__TASK ITEM__
Show every line in the records below that contains the word "target".
————————
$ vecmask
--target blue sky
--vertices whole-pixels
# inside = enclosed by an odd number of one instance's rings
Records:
————————
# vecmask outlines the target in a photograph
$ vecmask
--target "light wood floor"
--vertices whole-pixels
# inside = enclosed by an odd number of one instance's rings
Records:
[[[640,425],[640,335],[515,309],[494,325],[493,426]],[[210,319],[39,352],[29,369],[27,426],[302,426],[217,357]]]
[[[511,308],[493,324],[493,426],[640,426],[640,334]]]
————————
__EXERCISE RESPONSE__
--target blue sky
# vecmask outlines the target in a photograph
--target "light wood floor"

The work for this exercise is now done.